** Start Entries provided **
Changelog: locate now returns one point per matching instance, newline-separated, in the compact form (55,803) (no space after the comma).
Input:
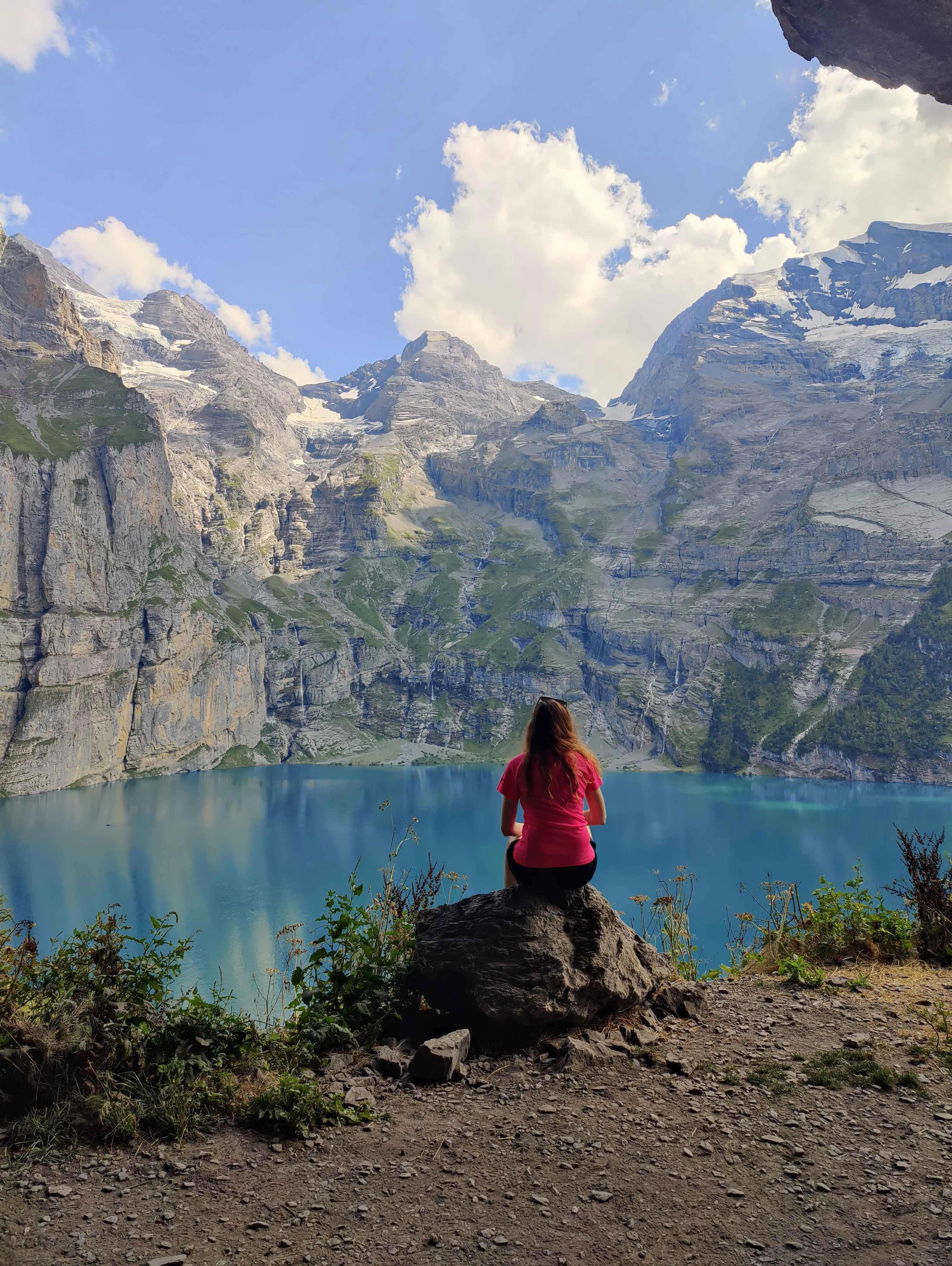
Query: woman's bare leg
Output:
(510,879)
** End Entries provided **
Reproduce the entries above verbatim, omitting the pictures.

■ **Exercise answer**:
Changelog: locate now returns one point per matching instance, newline-separated, in the compact form (55,803) (no space after the comma).
Input:
Query: woman's bare leg
Output:
(510,879)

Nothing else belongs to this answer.